Sie haben an Ihrer Hochschule eine Umfrage zur Akzeptanz einer kostenlosen Bereitstellung von Menstruationsartikeln auf dem Campus durchgeführt. Wie kamen Sie auf die Idee?

Ich wollte wissen, ob so etwas wie Period Poverty in einem Industrieland wie Deutschland und an Hochschulen existiert. Oder haben wir vielleicht eher das Problem, dass Menschen ihren Arbeits- und Studienplatz, den Campus verlassen müssen, weil wir hier keine Menstruationsartikel anbieten? Gerade war ich eine Woche lang in Irbid/Nordjordanien an einer unserer Partnerunis. Dort kam ich mit Studentinnen auch über unser Projekt ins Gespräch. Es muss in ihren Ohren allerdings wie Hohn geklungen haben, denn – zumindest in ihrer Uni – gibt es kein Toilettenpapier und in einigen Toiletten der Uni auch kein fließendes Wasser. Dort sind für Frauen mehrere Faktoren relevant: Mental Load, Period Poverty, Zugang zu sauberem Wasser – zusätzlich zu allen anderen gesellschaftlichen Normen, mit denen Frauen dort konfrontiert sind. Die Situation in Irbid kann aber kein Gradmesser für uns sein. Sie zeigt im Gegenteil, dass man in den meisten Ländern der Erde noch einen weiten Weg vor sich hat.

Wie haben Sie die Idee zu ihrem Projekt denn an Ihre Hochschule, hier in Nordrhein-Westfalen, herangetragen?

Den Gedanken habe ich tatsächlich schon in meinem Vorstellungsgespräch aufgebracht. Ich bin von der Gleichstellungskommission gefragt worden, was ich denn für die verschiedenen Statusgruppen anbiete. Und ich habe gesagt, dass ich etwas für Frauen machen möchte, völlig unabhängig von deren Status an der Hochschule. Das ist eine ganz simple, feministische Forderung.

In welchen Gremien haben Sie Ihre Sache noch vorgetragen?

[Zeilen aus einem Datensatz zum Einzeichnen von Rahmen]
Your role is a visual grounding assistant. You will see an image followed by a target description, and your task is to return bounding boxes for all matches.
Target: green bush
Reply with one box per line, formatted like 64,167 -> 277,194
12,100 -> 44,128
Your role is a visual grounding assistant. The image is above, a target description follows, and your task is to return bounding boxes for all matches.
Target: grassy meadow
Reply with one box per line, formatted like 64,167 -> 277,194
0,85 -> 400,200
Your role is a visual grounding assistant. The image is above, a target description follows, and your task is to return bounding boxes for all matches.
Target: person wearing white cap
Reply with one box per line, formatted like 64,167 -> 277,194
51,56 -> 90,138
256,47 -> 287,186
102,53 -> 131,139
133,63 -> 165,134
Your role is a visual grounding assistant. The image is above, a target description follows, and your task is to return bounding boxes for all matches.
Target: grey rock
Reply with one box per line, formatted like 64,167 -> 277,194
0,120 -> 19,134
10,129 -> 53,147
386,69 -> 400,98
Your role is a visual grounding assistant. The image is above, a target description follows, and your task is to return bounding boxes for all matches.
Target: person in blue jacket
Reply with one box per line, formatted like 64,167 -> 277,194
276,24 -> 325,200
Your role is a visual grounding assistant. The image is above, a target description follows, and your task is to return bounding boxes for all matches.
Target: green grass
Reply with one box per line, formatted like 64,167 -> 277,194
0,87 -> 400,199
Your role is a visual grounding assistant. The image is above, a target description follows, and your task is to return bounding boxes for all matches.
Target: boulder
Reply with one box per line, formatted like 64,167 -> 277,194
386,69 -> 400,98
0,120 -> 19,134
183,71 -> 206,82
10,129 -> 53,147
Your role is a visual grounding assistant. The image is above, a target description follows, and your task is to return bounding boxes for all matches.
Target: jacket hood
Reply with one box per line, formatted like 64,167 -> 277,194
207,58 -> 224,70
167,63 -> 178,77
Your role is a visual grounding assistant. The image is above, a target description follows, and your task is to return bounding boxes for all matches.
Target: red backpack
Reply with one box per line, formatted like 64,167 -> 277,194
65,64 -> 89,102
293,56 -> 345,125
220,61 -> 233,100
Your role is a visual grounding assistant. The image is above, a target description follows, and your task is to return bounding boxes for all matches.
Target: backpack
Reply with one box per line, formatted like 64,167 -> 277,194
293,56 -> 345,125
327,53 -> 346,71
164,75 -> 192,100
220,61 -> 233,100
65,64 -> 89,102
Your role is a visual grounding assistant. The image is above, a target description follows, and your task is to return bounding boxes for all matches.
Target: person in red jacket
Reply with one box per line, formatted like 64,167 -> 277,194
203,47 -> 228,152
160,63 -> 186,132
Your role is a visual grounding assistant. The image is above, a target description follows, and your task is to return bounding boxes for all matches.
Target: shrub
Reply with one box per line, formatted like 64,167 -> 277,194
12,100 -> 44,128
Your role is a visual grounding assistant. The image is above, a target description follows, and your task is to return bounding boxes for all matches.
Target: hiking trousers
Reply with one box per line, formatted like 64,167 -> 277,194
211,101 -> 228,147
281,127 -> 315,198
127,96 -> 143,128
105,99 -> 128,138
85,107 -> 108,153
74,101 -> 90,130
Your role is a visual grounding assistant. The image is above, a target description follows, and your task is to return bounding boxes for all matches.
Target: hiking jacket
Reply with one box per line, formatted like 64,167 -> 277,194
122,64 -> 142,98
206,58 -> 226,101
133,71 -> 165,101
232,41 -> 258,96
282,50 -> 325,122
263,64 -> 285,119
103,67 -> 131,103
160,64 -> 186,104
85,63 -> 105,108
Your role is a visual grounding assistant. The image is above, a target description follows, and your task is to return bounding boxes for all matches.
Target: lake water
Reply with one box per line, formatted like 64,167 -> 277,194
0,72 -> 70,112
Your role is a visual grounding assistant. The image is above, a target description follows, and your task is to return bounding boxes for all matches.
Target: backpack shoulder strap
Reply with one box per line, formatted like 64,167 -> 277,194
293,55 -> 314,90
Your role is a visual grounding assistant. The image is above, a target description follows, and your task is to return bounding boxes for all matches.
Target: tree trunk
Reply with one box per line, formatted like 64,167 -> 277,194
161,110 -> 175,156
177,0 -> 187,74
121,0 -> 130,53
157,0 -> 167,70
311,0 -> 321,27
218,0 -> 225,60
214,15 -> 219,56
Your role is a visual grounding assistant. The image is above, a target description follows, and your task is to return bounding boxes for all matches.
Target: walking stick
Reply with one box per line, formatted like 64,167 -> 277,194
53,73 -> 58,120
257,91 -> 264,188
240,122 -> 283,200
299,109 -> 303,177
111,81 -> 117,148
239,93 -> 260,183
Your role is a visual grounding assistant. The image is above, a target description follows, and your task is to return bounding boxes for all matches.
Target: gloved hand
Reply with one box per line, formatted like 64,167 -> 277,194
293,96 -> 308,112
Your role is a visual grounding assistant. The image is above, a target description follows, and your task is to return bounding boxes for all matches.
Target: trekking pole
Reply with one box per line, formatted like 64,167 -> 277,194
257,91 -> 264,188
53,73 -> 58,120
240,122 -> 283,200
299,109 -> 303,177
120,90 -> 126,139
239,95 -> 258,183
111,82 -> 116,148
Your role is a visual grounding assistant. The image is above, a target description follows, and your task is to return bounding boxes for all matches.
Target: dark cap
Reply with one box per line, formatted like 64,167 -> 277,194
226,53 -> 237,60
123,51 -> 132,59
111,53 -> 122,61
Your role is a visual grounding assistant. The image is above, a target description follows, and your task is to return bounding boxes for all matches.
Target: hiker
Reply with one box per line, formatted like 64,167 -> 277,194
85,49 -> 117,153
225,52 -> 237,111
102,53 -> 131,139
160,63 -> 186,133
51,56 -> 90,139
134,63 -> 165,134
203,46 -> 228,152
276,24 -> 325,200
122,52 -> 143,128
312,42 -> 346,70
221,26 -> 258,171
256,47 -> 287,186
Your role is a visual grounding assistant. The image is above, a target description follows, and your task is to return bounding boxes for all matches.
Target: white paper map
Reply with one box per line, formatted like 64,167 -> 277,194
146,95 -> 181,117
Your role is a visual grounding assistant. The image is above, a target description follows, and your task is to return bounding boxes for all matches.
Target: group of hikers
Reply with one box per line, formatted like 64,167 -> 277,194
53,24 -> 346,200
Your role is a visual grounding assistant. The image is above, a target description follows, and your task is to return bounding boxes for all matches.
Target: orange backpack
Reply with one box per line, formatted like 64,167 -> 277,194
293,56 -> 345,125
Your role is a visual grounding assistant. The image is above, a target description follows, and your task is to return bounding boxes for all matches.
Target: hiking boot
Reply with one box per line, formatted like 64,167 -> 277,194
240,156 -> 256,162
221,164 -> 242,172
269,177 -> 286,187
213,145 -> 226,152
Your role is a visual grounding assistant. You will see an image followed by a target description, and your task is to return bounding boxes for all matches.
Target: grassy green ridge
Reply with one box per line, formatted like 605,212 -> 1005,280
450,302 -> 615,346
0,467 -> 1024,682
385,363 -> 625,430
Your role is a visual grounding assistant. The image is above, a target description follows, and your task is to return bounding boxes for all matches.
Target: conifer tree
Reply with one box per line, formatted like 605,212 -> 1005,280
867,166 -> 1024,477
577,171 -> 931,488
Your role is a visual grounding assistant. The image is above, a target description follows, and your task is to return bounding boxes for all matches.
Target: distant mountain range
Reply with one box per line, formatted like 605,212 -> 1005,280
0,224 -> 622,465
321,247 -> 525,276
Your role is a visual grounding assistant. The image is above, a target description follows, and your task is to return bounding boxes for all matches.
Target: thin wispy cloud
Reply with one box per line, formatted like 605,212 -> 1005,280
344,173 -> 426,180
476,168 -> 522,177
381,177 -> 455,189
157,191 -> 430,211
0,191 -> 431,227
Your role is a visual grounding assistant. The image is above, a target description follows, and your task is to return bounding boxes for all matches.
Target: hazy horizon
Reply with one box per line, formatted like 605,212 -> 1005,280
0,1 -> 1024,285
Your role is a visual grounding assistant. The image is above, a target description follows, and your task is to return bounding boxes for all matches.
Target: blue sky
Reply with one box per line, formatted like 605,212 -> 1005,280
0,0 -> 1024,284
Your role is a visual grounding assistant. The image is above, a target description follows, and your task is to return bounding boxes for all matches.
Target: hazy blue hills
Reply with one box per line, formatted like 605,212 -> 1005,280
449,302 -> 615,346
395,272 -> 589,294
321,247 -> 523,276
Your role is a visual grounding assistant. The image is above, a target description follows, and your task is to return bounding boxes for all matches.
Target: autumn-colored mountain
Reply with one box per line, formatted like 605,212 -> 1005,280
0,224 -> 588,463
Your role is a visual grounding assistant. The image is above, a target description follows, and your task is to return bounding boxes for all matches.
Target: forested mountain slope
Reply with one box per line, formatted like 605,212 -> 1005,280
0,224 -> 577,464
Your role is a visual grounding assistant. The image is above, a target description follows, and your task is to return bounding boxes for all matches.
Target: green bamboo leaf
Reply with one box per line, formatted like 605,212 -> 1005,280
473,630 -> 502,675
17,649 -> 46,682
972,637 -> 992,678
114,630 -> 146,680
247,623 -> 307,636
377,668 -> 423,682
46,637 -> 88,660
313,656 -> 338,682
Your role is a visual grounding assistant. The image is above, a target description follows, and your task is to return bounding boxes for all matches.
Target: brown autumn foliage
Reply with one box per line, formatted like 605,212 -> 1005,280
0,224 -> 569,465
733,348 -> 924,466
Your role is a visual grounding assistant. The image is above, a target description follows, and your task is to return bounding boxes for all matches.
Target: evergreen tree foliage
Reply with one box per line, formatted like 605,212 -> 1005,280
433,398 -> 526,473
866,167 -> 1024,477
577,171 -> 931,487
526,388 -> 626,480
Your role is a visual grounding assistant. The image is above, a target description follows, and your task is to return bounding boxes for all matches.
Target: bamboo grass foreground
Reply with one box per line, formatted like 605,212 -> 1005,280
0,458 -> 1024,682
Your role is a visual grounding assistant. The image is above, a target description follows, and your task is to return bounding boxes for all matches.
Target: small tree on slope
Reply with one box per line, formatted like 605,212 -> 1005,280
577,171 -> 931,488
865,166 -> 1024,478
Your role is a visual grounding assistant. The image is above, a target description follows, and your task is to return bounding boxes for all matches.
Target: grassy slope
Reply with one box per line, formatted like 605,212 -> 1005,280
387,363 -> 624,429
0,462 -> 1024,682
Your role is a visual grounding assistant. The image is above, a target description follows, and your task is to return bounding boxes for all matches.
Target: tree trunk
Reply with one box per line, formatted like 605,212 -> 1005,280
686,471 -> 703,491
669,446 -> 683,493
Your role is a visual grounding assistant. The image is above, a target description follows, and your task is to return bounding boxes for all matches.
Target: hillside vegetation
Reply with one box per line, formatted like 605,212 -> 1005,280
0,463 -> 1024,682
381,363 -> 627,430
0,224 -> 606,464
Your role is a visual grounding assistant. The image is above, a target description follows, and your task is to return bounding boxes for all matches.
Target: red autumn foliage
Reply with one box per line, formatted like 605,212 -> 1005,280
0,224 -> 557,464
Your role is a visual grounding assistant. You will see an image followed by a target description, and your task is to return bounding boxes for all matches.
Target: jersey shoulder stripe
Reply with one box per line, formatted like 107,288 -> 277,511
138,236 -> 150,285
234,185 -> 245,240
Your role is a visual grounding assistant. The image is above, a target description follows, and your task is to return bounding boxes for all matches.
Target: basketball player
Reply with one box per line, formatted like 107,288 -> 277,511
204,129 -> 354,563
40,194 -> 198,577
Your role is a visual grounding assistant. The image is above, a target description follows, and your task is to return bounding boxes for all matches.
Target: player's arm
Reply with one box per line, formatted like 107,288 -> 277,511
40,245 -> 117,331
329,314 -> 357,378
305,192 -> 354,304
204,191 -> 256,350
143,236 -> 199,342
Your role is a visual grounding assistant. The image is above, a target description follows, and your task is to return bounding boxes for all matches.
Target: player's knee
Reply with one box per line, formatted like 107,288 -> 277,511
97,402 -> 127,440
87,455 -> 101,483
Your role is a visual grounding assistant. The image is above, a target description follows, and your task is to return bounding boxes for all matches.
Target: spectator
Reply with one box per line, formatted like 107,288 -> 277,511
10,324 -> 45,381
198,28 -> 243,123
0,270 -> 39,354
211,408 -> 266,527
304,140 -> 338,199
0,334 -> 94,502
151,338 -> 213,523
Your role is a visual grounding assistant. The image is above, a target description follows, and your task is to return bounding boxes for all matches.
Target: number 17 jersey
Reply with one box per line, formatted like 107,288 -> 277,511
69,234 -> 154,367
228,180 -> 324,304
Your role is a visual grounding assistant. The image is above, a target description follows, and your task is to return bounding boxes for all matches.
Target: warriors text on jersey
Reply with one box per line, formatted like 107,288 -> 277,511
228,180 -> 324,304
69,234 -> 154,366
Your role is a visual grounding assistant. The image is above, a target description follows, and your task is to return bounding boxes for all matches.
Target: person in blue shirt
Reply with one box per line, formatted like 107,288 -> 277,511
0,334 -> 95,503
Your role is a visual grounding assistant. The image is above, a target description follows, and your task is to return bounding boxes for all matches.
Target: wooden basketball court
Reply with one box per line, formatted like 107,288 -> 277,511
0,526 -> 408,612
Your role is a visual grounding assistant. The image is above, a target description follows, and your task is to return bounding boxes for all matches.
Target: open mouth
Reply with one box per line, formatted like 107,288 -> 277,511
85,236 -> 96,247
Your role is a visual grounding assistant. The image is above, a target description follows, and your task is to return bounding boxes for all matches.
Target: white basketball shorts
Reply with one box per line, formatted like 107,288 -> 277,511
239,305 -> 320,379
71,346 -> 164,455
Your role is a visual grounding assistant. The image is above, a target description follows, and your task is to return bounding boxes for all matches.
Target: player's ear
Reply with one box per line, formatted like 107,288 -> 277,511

# DEINE AUFGABEN
a - Filtere die Einträge und schreib jede Zeile ab, in der das Wort „tree“ vorkommt. Groß- und Kleinschreibung zählt.
b - Schreib das Interview über kostenlose Menstruationsartikel an der Hochschule nach seinem letzten Satz weiter.

# LÖSUNGEN ZU DEN AUFGABEN
a -
Target: tree trunk
Target: conifer tree
Target: evergreen tree foliage
Target: small tree on slope
Target: tree trunk

b -
Ich bin als beratendes Mitglied in jeder Präsidiumssitzung dabei, das ist an unserer Hochschule so. Dort habe ich gesagt, dass ich eine Umfrage machen möchte. Das habe ich nicht zur Wahl gestellt, sondern habe es als Pilotprojekt der Gleichstellung vorgestellt, als wissenschaftliches Projekt. Denn ich habe gedacht, gegen Wissenschaft kann man an der Hochschule ja schlecht etwas sagen ((lacht)). Für mich ist aber auch das ein wichtiges Argument: Wenn ich keine Daten habe, kann ich schlecht Entscheidungen treffen.

Wie sind Sie dann vorgegangen?

Ich habe recht schnell mit der Umsetzung angefangen. Mit Niklas Kroheck hatte ich einen sehr geeigneten Mitarbeiter, da er sich in seiner Bachelor-Arbeit mit Bildungsungerechtigkeit beschäftigt hat. Er war wirklich so eine Art Icebreaker für mich, weil wir so die Spielregeln ändern konnten: Ich habe gemerkt, es ist etwas anderes, wenn Männer sich für etwas einsetzen, was Frauen brauchen. Zum Beispiel standen wir auf dem Campus und haben die Leute angesprochen. Er stand dann da und hat anderen Studenten das Projekt erklärt. Jeder Mann ist ja auch in einer Rolle, in der er für Frauenrechte eintreten kann – als Partner, Vater oder Kommilitone. Und wenn jemand gefragt wird: ‚Möchtest du, dass deine Freundin früher aus der Vorlesung nach Hause gehen muss, nur weil sie überraschend ihre Periode bekommt und hier keine Hygieneartikel dafür zu haben sind?‘, denkt er vielleicht zum ersten Mal darüber nach.

Hat es Widerstände gegen das Projekt gegeben?

Nein, Widerstände gab es auf der Ebene eigentlich erstaunlich wenige. Ich habe bislang alles aus meinem Budget bezahlt über das Landesprogramm „Geschlechtergerechte Hochschule“. Und die größte Herausforderung wird sein, dass die Hochschule dauerhaft die Verantwortung dafür übernimmt. Dazu müssten Rahmenverträge mit den beteiligten Dienstleistungsunternehmen angepasst werden. Und da muss ich die Verwaltung trotz der klaren Ergebnisse unserer Studie noch überzeugen.

Gibt es auf allgemeiner gesellschaftlicher Ebene noch Hürden, die Sie sehen?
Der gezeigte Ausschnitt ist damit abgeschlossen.